*TASK DESCRIPTION*
Your answer consists of the lines in the data that contain "finger". Copy each of them.

*DATA FOR THIS EXERCISE*
....

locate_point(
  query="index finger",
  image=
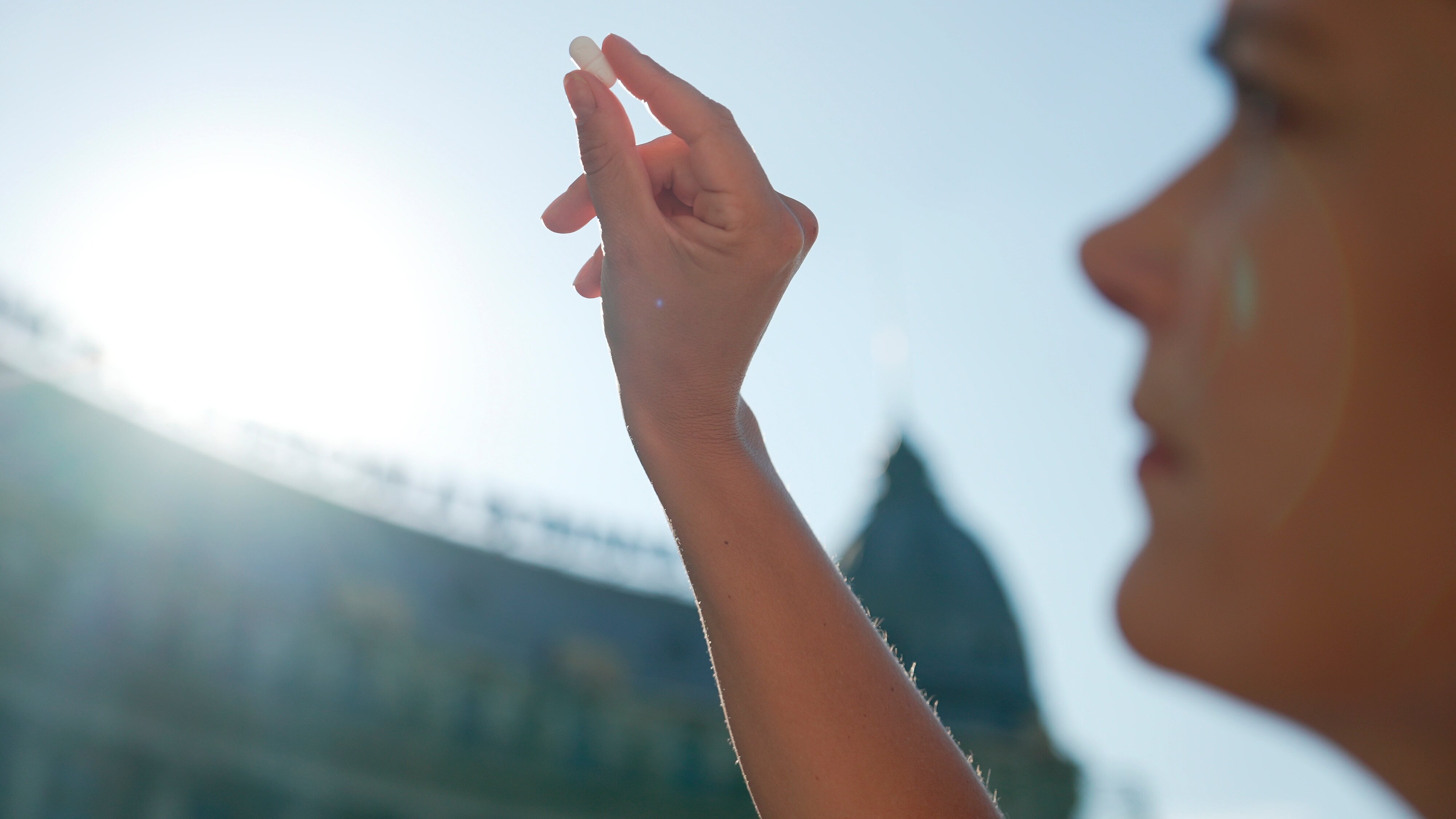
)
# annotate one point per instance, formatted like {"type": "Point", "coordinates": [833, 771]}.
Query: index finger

....

*ANSWER AREA*
  query="index finger",
Query: index finger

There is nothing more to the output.